**Your goal**:
Pictures stay out; please output the remaining data exactly.

Natural language region descriptions:
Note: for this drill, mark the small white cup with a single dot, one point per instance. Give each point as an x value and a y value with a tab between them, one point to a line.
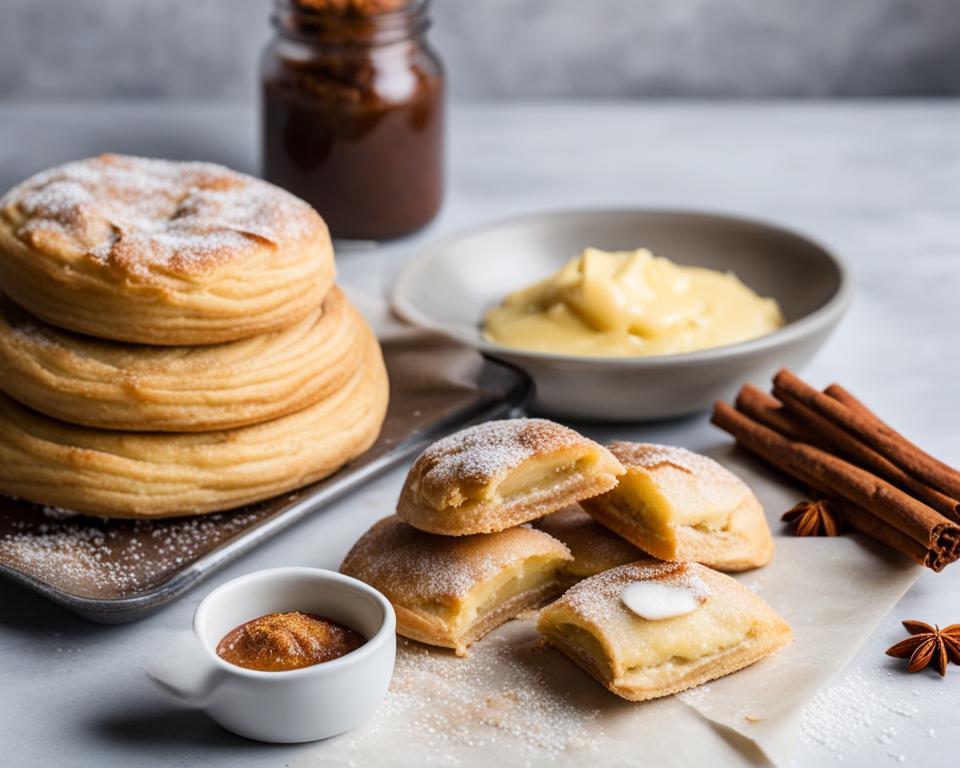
304	704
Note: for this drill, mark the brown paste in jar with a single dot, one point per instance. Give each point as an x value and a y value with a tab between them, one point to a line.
279	642
353	114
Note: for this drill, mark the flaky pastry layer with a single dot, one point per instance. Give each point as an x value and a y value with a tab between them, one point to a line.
450	591
161	252
126	474
678	505
112	385
639	659
503	473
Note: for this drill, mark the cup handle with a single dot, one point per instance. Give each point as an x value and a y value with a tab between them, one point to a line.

**Answer section**:
Note: for this drill, mark the small white cup with a single dot, one point per instance. Give each point as an x value and a y value with a tab between them, one point to a line.
304	704
Note: for this drill, mark the brown paste in jar with a single dot, one point per instance. Give each point as an x value and a y value with a tab between them, one point to a line.
279	642
353	114
Note: for this drill, mark the flaky pastry layer with a single dot, one point per instance. Give each point as an x value and a y value with a tab between them, one point to a line.
450	591
161	252
126	474
678	505
112	385
639	659
503	473
Note: for this drill, mark the cup handle with a single dot, one point per instance. Give each point as an x value and a y value with a tab between them, one point to a line.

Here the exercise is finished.